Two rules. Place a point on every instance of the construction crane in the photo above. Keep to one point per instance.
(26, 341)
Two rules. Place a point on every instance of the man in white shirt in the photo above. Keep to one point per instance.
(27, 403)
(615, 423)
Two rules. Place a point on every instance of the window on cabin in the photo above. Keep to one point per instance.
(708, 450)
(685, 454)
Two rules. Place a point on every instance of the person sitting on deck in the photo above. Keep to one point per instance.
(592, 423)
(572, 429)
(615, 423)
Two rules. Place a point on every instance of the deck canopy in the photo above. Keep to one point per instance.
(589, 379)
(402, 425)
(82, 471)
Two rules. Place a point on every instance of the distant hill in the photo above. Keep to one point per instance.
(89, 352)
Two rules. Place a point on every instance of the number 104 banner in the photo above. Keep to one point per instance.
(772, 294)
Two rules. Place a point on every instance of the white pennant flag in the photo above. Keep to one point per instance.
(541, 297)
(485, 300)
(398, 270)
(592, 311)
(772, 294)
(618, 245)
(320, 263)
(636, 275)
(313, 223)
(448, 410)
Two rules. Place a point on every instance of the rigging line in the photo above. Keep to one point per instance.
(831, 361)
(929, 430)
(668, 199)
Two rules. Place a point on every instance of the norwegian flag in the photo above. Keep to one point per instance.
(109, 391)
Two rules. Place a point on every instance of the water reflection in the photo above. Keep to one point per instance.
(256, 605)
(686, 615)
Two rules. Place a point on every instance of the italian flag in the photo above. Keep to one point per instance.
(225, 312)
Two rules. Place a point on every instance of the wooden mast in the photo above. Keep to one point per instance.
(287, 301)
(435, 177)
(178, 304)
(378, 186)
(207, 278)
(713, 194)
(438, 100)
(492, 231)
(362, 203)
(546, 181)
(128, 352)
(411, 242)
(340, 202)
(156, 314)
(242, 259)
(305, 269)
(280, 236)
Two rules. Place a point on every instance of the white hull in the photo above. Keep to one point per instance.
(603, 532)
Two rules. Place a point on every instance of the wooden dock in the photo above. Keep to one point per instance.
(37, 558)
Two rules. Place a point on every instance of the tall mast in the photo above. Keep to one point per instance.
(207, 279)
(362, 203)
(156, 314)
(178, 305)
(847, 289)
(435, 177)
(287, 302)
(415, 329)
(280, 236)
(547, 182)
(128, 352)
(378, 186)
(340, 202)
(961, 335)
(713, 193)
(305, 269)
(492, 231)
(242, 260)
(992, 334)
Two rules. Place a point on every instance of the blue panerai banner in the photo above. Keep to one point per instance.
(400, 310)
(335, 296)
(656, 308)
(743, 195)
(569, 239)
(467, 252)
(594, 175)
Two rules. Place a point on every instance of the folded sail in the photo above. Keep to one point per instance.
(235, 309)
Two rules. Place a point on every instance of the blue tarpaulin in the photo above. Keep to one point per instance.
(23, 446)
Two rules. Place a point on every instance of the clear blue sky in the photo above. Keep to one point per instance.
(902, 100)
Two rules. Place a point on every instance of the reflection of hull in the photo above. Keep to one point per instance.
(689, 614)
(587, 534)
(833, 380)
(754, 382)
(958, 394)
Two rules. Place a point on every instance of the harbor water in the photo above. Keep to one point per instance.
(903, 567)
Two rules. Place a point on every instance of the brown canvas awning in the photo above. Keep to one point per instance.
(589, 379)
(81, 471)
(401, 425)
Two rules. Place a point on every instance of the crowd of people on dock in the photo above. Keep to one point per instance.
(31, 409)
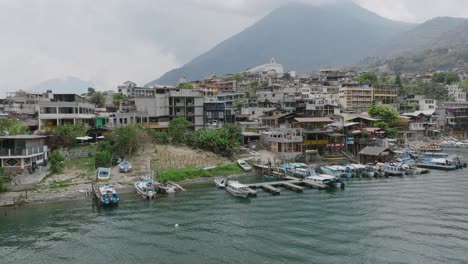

---------------

Output all the rows above as a Markdown table with a Number column and a Text column, skipping any blank lines. Leave the pictures out of the table.

| Number | Text |
|---|---|
| 1 | Two rules. Place a point on every instance of the construction crane in the photo above. Keep to one point per instance. |
| 2 | (26, 341) |
| 3 | Two rules. Place a point on every instance of the man in white shirt in the photo above. Keep to one point per instance. |
| 4 | (27, 403) |
| 5 | (615, 423) |
| 6 | Two rules. Place a point on every instance of the window on cabin in the photo above. Keep to one point per instance. |
| 7 | (708, 450) |
| 8 | (685, 454) |
| 9 | Two rules. Place a point on every instance of the person sitting on deck in the photo above. Keep to one point per instance. |
| 10 | (592, 423) |
| 11 | (572, 429) |
| 12 | (615, 423) |
| 13 | Two rules. Place a point on every instance of the deck canopy in the photo above. Keep to one point per instance. |
| 14 | (589, 379) |
| 15 | (402, 425) |
| 16 | (82, 471) |
| 17 | Two rules. Place a point on every instance of the distant hill in the photo above. Keep to one point per instance. |
| 18 | (89, 352) |
| 19 | Two rules. Place a point on every instance of the number 104 banner in the photo above. Keep to one point per instance. |
| 20 | (772, 294) |
| 21 | Two rules. Place a point on every instance of the white pennant flag in the photo above. Keep to one point per instance. |
| 22 | (541, 297) |
| 23 | (485, 300) |
| 24 | (398, 270) |
| 25 | (592, 311) |
| 26 | (772, 294) |
| 27 | (618, 245) |
| 28 | (320, 263) |
| 29 | (636, 275) |
| 30 | (313, 223) |
| 31 | (448, 410) |
| 32 | Two rules. Place a point on every instance of the rigging line in the photo above. Keep to one point per instance. |
| 33 | (831, 361) |
| 34 | (929, 430) |
| 35 | (668, 199) |
| 36 | Two rules. Place a point on every instance of the norwegian flag in the photo above. Keep to one point per instance. |
| 37 | (109, 391) |
| 38 | Two rules. Place a point on every instance of the water reflection in the photo above. Keep to one point per instance. |
| 39 | (256, 605) |
| 40 | (686, 615) |
| 41 | Two rules. Place a point on every instance of the italian flag in the photo above. Keep to one point per instance. |
| 42 | (225, 312) |
| 43 | Two rules. Place a point on every instance of the wooden mast in the photo above. Keep to one point per instance. |
| 44 | (287, 301) |
| 45 | (435, 177) |
| 46 | (178, 304) |
| 47 | (378, 186) |
| 48 | (207, 278) |
| 49 | (713, 194) |
| 50 | (438, 100) |
| 51 | (492, 231) |
| 52 | (362, 203) |
| 53 | (546, 181) |
| 54 | (128, 352) |
| 55 | (411, 242) |
| 56 | (340, 202) |
| 57 | (156, 314) |
| 58 | (242, 259) |
| 59 | (305, 269) |
| 60 | (280, 236) |
| 61 | Two rules. Place a point on every instance of the white hull in the photo above. Keep to one point per instance. |
| 62 | (603, 532) |
| 63 | Two rules. Place a point on every instance of the wooden dock in the photo above. Keep to one point per instance. |
| 64 | (37, 558) |
| 65 | Two rules. Place a point on every instance of the tall mast in the photo above. Keep to one point per instance. |
| 66 | (207, 279) |
| 67 | (362, 203) |
| 68 | (156, 314) |
| 69 | (178, 305) |
| 70 | (847, 289) |
| 71 | (435, 177) |
| 72 | (287, 302) |
| 73 | (415, 329) |
| 74 | (280, 236) |
| 75 | (547, 182) |
| 76 | (128, 352) |
| 77 | (378, 186) |
| 78 | (340, 202) |
| 79 | (961, 335) |
| 80 | (713, 193) |
| 81 | (305, 269) |
| 82 | (492, 231) |
| 83 | (242, 260) |
| 84 | (992, 334) |
| 85 | Two rules. Place a point on every instance of the blue panerai banner in the photo above. Keep to one point per instance. |
| 86 | (400, 310) |
| 87 | (335, 296) |
| 88 | (656, 308) |
| 89 | (743, 195) |
| 90 | (569, 239) |
| 91 | (467, 252) |
| 92 | (594, 175) |
| 93 | Two rules. Place a point on every instance of the folded sail in the photo above. Keep to one point per instance. |
| 94 | (235, 309) |
| 95 | Two rules. Place a point on every instance of the blue tarpaulin in the photo above. Keep to one point per instance. |
| 96 | (23, 446) |
| 97 | Two rules. Place a point on every instance of the clear blue sky in the photo above. Keep to one point per instance. |
| 98 | (902, 100) |
| 99 | Two rules. Place a point on every instance of the reflection of hull in the photo above. Keep to one point per instance. |
| 100 | (689, 614) |
| 101 | (587, 534) |
| 102 | (833, 380) |
| 103 | (754, 382) |
| 104 | (958, 394) |
| 105 | Two rules. Place a point on every instance of the harbor water in the photo above. Keep to one point per instance. |
| 106 | (903, 567) |
| 107 | Two rules. Place a point on every instance of the brown canvas awning in the photo above. Keep to one point per instance. |
| 108 | (589, 379) |
| 109 | (81, 471) |
| 110 | (401, 425) |
| 111 | Two rules. Place a point on every instance of the crowd of people on dock in the photo above. Keep to one point per instance. |
| 112 | (31, 409) |